GIVEN REQUEST ▸ Rewrite the entries below, replacing every "skateboard" with "longboard" and keeping everything else the same. Leave the pictures out of your answer.

SUPPLIED ENTRIES ▸

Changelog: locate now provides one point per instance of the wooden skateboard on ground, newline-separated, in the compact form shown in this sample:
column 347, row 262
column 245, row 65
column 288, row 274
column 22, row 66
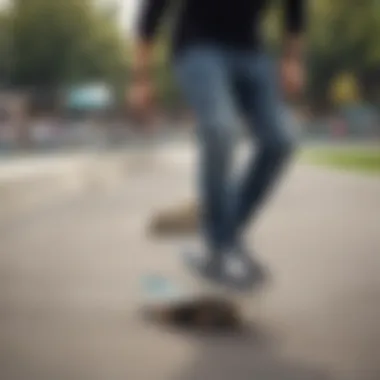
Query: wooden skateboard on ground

WORKED ANSWER ▸
Changelog: locate now provides one point per instance of the wooden longboard on ground, newline-separated, in the compact form shown in this sample:
column 347, row 262
column 245, row 65
column 288, row 274
column 22, row 66
Query: wooden longboard on ground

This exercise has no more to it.